■ Task prompt: Can you switch "instance" to "occurrence" throughout the entries below and give them back with nothing else changed?

### Extracted material

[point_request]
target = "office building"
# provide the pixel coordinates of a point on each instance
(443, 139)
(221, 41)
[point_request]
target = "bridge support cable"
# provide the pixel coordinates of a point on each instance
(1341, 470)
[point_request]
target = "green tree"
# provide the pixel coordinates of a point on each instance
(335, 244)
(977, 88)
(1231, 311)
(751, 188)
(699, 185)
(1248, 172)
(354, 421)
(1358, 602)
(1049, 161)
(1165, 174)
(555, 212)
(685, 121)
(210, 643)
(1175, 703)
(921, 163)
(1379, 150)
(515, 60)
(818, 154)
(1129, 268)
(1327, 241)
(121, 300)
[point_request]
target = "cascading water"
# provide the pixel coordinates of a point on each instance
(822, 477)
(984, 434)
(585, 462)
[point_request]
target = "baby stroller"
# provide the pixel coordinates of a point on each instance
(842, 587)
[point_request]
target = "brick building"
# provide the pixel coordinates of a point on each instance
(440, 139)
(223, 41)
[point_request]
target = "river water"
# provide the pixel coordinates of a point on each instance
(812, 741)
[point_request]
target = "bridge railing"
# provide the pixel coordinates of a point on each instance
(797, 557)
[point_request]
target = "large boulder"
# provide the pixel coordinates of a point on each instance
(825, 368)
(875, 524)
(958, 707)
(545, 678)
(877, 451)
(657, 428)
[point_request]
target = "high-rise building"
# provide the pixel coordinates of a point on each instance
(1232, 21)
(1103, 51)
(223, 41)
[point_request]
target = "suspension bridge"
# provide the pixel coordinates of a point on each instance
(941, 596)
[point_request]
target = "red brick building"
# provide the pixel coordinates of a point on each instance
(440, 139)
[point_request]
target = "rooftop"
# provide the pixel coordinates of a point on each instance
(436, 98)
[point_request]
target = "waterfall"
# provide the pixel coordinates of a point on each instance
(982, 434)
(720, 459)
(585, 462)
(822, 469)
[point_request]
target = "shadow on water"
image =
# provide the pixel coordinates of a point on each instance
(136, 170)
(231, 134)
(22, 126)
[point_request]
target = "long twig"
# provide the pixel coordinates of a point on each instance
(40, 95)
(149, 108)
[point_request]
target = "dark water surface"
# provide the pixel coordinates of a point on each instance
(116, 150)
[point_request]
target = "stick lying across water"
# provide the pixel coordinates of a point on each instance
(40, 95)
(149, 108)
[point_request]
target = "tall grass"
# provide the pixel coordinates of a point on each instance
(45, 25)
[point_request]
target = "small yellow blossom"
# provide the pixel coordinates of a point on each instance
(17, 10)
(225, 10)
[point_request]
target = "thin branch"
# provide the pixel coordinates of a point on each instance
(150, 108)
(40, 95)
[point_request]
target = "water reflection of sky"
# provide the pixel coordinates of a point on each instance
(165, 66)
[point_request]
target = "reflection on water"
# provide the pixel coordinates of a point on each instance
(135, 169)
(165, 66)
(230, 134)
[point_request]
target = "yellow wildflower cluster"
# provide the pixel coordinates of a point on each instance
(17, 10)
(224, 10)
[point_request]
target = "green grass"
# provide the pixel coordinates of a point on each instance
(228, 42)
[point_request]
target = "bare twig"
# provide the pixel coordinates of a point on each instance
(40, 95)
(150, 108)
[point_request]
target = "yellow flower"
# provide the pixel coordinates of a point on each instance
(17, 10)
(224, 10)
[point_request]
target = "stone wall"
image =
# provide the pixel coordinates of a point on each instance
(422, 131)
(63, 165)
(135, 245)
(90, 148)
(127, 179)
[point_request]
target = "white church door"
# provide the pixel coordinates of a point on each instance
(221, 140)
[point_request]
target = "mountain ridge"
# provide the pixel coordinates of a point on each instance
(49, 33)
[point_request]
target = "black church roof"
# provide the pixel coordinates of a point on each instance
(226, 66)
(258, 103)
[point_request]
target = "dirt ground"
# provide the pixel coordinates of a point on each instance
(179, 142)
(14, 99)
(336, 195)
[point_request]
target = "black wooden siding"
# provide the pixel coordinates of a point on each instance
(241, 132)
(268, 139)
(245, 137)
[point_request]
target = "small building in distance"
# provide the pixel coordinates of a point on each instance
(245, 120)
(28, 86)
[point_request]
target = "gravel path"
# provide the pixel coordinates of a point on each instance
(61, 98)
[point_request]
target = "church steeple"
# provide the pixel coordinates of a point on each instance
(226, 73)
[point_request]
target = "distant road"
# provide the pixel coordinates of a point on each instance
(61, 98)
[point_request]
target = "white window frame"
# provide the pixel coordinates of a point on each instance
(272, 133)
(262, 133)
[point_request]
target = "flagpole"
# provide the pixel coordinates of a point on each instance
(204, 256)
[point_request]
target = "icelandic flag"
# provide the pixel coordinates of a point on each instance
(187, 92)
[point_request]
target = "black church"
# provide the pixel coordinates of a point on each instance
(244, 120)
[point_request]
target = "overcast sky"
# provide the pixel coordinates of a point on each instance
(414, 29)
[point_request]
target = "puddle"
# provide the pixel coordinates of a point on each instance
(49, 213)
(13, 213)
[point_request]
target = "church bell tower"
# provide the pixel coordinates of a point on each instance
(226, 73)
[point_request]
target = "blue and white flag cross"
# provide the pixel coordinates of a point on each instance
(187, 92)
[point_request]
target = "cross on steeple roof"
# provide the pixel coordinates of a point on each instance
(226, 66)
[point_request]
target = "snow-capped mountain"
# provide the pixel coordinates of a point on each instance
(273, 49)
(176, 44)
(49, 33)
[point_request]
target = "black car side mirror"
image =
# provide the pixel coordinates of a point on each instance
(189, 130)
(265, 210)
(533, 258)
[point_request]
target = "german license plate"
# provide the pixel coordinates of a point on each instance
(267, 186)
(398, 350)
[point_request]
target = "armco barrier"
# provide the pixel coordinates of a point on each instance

######

■ Problem solution:
[point_request]
target = "office building"
# provide the pixel coordinates of a point on each occurrence
(443, 139)
(221, 41)
[point_request]
target = "bridge support cable"
# provide the pixel coordinates of a point on each occurrence
(1341, 470)
[point_request]
target = "green tree"
# provide the pixel coordinates of a point on each occurrence
(335, 244)
(977, 88)
(1231, 311)
(751, 188)
(699, 185)
(1248, 172)
(354, 421)
(1358, 602)
(1049, 161)
(1165, 174)
(555, 212)
(685, 121)
(210, 643)
(1175, 703)
(921, 163)
(1379, 150)
(515, 60)
(818, 154)
(1129, 268)
(1327, 241)
(121, 300)
[point_request]
target = "cascading water"
# provide the pixel coordinates of a point on each occurrence
(822, 477)
(984, 434)
(585, 462)
[point_request]
target = "baby stroller"
# provide the pixel coordinates of a point on each occurrence
(842, 587)
[point_request]
target = "brick building"
# provide the pixel coordinates of a point on each occurrence
(440, 139)
(223, 41)
[point_request]
target = "river water"
# provide the pixel coordinates of a point on each occurrence
(812, 741)
[point_request]
target = "bridge railing"
# provide the pixel coordinates of a point on each occurrence
(797, 557)
[point_request]
target = "large boulder"
# provide the pixel coordinates of a point on each occurrence
(825, 368)
(875, 524)
(958, 707)
(545, 678)
(877, 451)
(657, 428)
[point_request]
target = "high-rise building"
# provide the pixel coordinates of a point on each occurrence
(1232, 21)
(1103, 51)
(223, 41)
[point_request]
target = "suspension bridge"
# provide the pixel coordinates of a point on each occurrence
(941, 596)
[point_request]
target = "red brick building"
# provide the pixel coordinates of a point on each occurrence
(440, 139)
[point_request]
target = "rooftop"
# provide the pixel coordinates of a point on each occurrence
(436, 98)
[point_request]
target = "waterfall"
# provide the pixel coordinates of a point on each occurrence
(982, 434)
(720, 459)
(585, 462)
(822, 469)
[point_request]
target = "shadow on water"
image =
# provide the pixel coordinates of a point on each occurrence
(136, 170)
(231, 134)
(22, 126)
[point_request]
target = "long twig"
# provide the pixel coordinates of a point on each occurrence
(40, 95)
(149, 108)
[point_request]
target = "dark water surface"
# provide the pixel coordinates of a point on each occurrence
(116, 150)
[point_request]
target = "stick lying across water"
# provide the pixel coordinates of a point on each occurrence
(40, 95)
(149, 108)
[point_request]
target = "tall grass"
# provide the pixel coordinates of a point on each occurrence
(45, 25)
[point_request]
target = "small yellow blossom"
# provide the pixel coordinates of a point on each occurrence
(17, 10)
(225, 10)
[point_request]
target = "thin branch"
# provide the pixel coordinates of a point on each occurrence
(150, 108)
(40, 95)
[point_request]
target = "water reflection of sky"
# provide the pixel coordinates of a point on each occurrence
(165, 66)
[point_request]
target = "reflection on water"
# provide the pixel coordinates of a point on each occurrence
(135, 169)
(165, 66)
(230, 134)
[point_request]
target = "yellow wildflower cluster"
# provide the pixel coordinates of a point on each occurrence
(17, 10)
(224, 10)
[point_request]
target = "green grass"
# provide the pixel coordinates of a point on each occurrence
(228, 42)
[point_request]
target = "bare twig"
# provide the pixel coordinates of a point on each occurrence
(40, 95)
(150, 108)
[point_request]
target = "yellow flower"
# provide the pixel coordinates of a point on each occurrence
(17, 10)
(224, 10)
[point_request]
target = "stone wall"
image =
# provide the pixel coordinates of a point on each occurrence
(422, 131)
(63, 165)
(135, 245)
(90, 148)
(127, 179)
[point_request]
target = "white church door"
# provide the pixel coordinates of a point on each occurrence
(221, 140)
[point_request]
target = "mountain ridge"
# provide the pixel coordinates of a point on each occurrence
(49, 33)
[point_request]
target = "black church roof"
# provide the pixel coordinates of a point on each occurrence
(226, 66)
(258, 103)
[point_request]
target = "dirt ground"
# provide the pixel coordinates of a point on each occurrence
(179, 142)
(14, 99)
(336, 195)
[point_request]
target = "black wooden siding"
# provide the pixel coordinates of a point on each occurrence
(241, 132)
(268, 139)
(245, 137)
[point_request]
target = "small building in distance"
# provide the pixel coordinates of a point on each occurrence
(245, 120)
(28, 86)
[point_request]
target = "gravel path"
# provide the pixel coordinates of a point on each occurrence
(61, 98)
[point_request]
target = "church steeple"
# provide the pixel coordinates of a point on each occurrence
(226, 73)
[point_request]
target = "distant road"
# provide the pixel coordinates of a point on each occurrence
(61, 98)
[point_request]
target = "white window frame"
# provide the pixel coordinates of a point on each occurrence
(272, 133)
(262, 133)
[point_request]
target = "flagpole"
# provide the pixel coordinates of a point on each occurrence
(204, 256)
[point_request]
target = "icelandic flag"
# provide the pixel coordinates of a point on each occurrence
(187, 92)
[point_request]
target = "black church"
# provide the pixel coordinates of a point on each occurrence
(244, 120)
[point_request]
target = "overcast sky"
# provide the pixel coordinates of a point on each occurrence
(414, 29)
[point_request]
target = "puddle"
# provide the pixel coordinates of a point on each occurrence
(49, 213)
(13, 213)
[point_request]
target = "church bell tower"
# provide the pixel coordinates of a point on each occurrence
(226, 73)
[point_request]
target = "blue and white flag cross"
# provide the pixel coordinates of a point on each occurrence
(187, 92)
[point_request]
target = "cross on steeple roof"
# provide the pixel coordinates of a point on each occurrence
(226, 66)
[point_request]
target = "snow-capped mountain"
# provide the pixel coordinates of a point on each occurrence
(273, 49)
(176, 44)
(49, 33)
[point_request]
target = "black car side mirror"
image =
# provide the pixel coordinates of a point on each occurrence
(189, 130)
(265, 210)
(533, 258)
[point_request]
target = "german license plate"
# provide the pixel coordinates of a point on each occurrence
(267, 186)
(398, 350)
[point_request]
target = "armco barrier"
# provide the pixel coordinates of a point on each occurrence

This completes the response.